:: TEKS YANG DIBERIKAN ::
Perjuangkan Pendidikan Gratis, APATIS Desak Pencabutan Permendikbud Kenaikan UKT dan IPI
APATIS yang tergabung dari beberapa elemen massa menekan Mahkamah Agung (MA) RI untuk segera memproses gugatan mengenai pencabutan Permendikbud Nomor 2 Tahun 2024 yang telah tertunda selama kurang lebih satu bulan.
Aspirasionline.com — Awal tahun 2024, pemerintah menetapkan Peraturan Menteri Pendidikan, Kebudayaan, Riset, dan Teknologi (Permendikbudristek) Nomor 2 Tahun 2024 tentang Standar Satuan Biaya Operasional Pendidikan Tinggi (SSBOPT) mendasari kenaikan Uang Kuliah Tunggal (UKT) serta Iuran Pengembangan Institusi (IPI) di beberapa Perguruan Tinggi Negeri (PTN).
Hal itupun mendorong Aliansi Pendidikan Gratis (APATIS) bersama 13 jaringan massa lainnya yang tergabung menggelar aksi pada Kamis, (11/7) di depan Gedung MA, Jakarta Pusat.
Berdasarkan pantauan reporter ASPIRASI, aparat kepolisian sudah menjaga barisan di depan gedung MA sekitar pukul 09.00 WIB dengan dua mobil pengangkut yang di parkir dipinggir jalan.
Mengacu pada rilis yang diterima oleh pihak kepolisian, seharusnya terdapat sekitar 300 massa yang melakukan aksi pada hari itu. Namun nyatanya, massa yang hadir kurang dari 100 orang.
Setelah melakukan orasi, agenda dilanjutkan dengan audiensi di dalam gedung MA yang diikuti oleh 6 orang perwakilan dari Tim Hukum Advokasi APATIS dan juga perwakilan media.
Salah satu perwakilan APATIS, Obie Mahendra Gande, menerangkan bahwa peraturan menteri tersebut jelas berdampak signifikan pada mahasiswa yang terbebani dengan biaya tinggi, bahkan tidak dapat melanjutkan perkuliahan akibat peraturan ini.
“Ada beberapa kampus yang naik sampai 100 persen, sehingga banyak mahasiswa, khususnya di Serang, Banten itu yang tidak melanjutkan perkuliahannya, dan ada yang baru keterima tidak bisa memulai perkuliahan akibat biaya kuliah yang dipatok sangat tinggi,” ujar Obie kepada ASPIRASI pada Kamis, (11/7).
Semantara itu, Obie menambahkan bahwa secara garis besar kegiatan yang ingin dicapai APATIS adalah pendidikan gratis di setiap level pendidikan. Hal ini dilakukan karena banyaknya generasi yang masih belum mampu mengakses pendidikan secara gratis.
“Kita melihat skema yang dipakai negara subsidi silang, yaitu orang yang perekonomian tinggi bayar lebih besar, orang yang perekonomian kecil bayar lebih sedikit, dan kita harapkan pendidikan digratiskan. Jadi gerakan menolak Permendikbud ini gerakan awal saja sebenarnya,” tegas Obie.

Entri identifikasi lokasi
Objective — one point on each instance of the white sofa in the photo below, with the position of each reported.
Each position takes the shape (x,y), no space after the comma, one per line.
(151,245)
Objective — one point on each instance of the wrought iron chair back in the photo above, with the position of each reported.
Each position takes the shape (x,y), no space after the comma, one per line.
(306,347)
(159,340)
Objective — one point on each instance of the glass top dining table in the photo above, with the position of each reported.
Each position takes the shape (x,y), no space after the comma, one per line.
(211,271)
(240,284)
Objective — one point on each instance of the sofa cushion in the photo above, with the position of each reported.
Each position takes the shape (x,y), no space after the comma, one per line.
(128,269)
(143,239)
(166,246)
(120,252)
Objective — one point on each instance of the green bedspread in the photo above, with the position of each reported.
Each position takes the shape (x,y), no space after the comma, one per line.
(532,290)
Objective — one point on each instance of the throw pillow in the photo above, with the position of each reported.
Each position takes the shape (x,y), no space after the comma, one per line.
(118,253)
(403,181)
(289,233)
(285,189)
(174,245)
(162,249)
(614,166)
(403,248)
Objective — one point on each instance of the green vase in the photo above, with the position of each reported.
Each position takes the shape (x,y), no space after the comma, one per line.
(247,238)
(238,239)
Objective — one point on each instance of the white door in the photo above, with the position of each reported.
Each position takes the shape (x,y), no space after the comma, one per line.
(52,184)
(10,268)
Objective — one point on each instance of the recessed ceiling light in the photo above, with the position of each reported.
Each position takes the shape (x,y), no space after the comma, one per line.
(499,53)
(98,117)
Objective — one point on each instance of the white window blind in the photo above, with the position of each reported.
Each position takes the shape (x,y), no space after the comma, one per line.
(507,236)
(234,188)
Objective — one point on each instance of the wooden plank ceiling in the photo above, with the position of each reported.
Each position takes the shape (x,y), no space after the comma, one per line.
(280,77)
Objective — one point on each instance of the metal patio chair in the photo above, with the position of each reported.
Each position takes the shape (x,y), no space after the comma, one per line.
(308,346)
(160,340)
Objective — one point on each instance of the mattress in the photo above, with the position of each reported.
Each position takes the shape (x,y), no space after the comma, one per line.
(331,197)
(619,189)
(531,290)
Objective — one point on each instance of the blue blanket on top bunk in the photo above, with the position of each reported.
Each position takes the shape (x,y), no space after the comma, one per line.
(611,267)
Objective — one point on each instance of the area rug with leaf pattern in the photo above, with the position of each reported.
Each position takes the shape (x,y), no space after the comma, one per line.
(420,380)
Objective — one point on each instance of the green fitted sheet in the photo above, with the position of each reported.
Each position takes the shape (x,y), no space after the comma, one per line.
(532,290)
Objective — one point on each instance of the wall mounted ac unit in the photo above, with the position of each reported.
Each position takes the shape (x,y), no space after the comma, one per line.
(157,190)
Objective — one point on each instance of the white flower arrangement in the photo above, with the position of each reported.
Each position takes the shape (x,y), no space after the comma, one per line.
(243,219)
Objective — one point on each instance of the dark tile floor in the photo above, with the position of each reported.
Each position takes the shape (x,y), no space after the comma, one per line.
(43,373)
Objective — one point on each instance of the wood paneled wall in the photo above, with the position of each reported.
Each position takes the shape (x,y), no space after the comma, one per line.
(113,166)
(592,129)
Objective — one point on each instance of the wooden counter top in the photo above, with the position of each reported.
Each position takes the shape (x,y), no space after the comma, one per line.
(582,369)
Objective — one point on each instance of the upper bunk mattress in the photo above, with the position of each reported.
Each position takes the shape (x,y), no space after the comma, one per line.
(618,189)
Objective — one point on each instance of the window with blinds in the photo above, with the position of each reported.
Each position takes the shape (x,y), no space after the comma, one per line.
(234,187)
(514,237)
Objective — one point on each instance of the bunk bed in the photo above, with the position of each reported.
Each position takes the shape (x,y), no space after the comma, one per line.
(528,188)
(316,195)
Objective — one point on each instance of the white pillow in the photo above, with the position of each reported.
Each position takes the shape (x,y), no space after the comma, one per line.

:: INSTRUKSI TUGAS ::
**a)** Tuliskan ulang tanpa perubahan bagian berita tentang aksi APATIS yang diawali kata-kata yang memuat "Berdasarkan pantauan reporter" dan diakhiri dengan "dari 100 orang.".
**b)** Jawablah pertanyaan berikut berdasarkan berita tentang aksi APATIS.
(i) Sekitar pukul berapa aparat kepolisian sudah menjaga barisan di depan gedung MA?
(ii) Bersama berapa jaringan massa lainnya APATIS menggelar aksi di depan Gedung MA?
(iii) Menurut Obie, apa yang secara garis besar ingin dicapai APATIS?
**c)** Teruskan berita tentang aksi APATIS di depan Gedung MA mulai dari kalimat setelah kalimat terakhirnya.

:: HASIL TUGAS ::
**a)**
Berdasarkan pantauan reporter ASPIRASI, aparat kepolisian sudah menjaga barisan di depan gedung MA sekitar pukul 09.00 WIB dengan dua mobil pengangkut yang di parkir dipinggir jalan.
Mengacu pada rilis yang diterima oleh pihak kepolisian, seharusnya terdapat sekitar 300 massa yang melakukan aksi pada hari itu. Namun nyatanya, massa yang hadir kurang dari 100 orang.

**b)**
(i) Sekitar pukul 09.00 WIB.
(ii) Bersama 13 jaringan massa lainnya.
(iii) Pendidikan gratis di setiap level pendidikan.

**c)**
Sementara itu, perwakilan APATIS lainnya, Rizky Amelia Putri atau yang akrab disapa Sekar menerangkan bahwa APATIS sempat mengajukan gugatan ke MA pada 13 Juni 2024.
Namun, sempat tertunda akibat keterlambatan nomor register perkara yang baru dikeluarkan pada Rabu, 10 Juli 2024 setelah melakukan audiensi ke MA. Karenanya, aksi pun digelar guna mendesak percepatan proses gugatan
“Nomor register dari permohonan uji material kita itu baru datang kemarin, itu sudah lebih dari tenggat waktu 14 hari,” terang Sekar kepada ASPIRASI pada Kamis, (11/7).
Menanggapi tuntutan dari aksi tersebut, Hakim Spesialis Biro Hukum dan Humas MA, Deddy menjelaskan berkas sudah bisa diserahkan ke majelis melalui Ketua Kamar Tata Usaha Negara (TUN) dan akan berlangsung ke persidangan paling lama dalam jangka waktu satu bulan.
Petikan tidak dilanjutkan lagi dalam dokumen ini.